■ Raw records
- - - - -

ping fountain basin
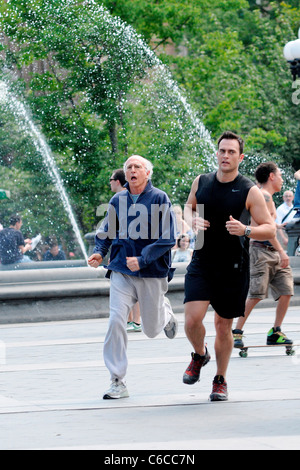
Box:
[0,257,300,324]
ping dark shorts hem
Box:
[184,271,249,320]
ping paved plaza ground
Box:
[0,307,300,454]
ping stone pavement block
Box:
[0,307,300,451]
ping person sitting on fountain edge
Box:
[0,215,31,265]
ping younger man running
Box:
[233,162,294,348]
[183,132,276,401]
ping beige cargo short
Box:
[248,245,294,300]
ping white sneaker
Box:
[103,379,129,400]
[164,313,178,339]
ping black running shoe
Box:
[183,348,210,385]
[267,326,293,346]
[209,375,228,401]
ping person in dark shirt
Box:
[183,131,275,401]
[0,215,31,265]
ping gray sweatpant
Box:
[103,272,173,380]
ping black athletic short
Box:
[184,262,250,319]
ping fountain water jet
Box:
[0,81,88,262]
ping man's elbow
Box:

- - - - -

■ What you have to do
Reproduce all of the items above, replacing each occurrence of "ping" with "locate" and leaving everything else unchanged. Omit the pictures from your answer.

■ Reply to the task
locate fountain basin
Box:
[0,257,300,324]
locate dark shorts hem
Box:
[184,271,249,320]
locate paved plaza ground
Box:
[0,307,300,454]
locate stone pavement block
Box:
[0,307,300,451]
locate person sitting on fountain edge
Box:
[0,215,31,265]
locate younger man running
Box:
[233,162,294,348]
[183,132,276,401]
locate beige cargo short
Box:
[248,245,294,300]
locate white sneaker
Box:
[103,379,129,400]
[164,313,178,339]
locate black running shoe
Box:
[183,348,210,385]
[267,326,293,346]
[209,375,228,401]
locate person in dark shirt
Box:
[183,131,275,401]
[0,215,31,265]
locate gray sweatpant
Box:
[103,272,173,380]
locate black athletic short
Box:
[184,262,250,319]
locate fountain water jet
Box:
[0,81,88,262]
locate man's elbow
Box:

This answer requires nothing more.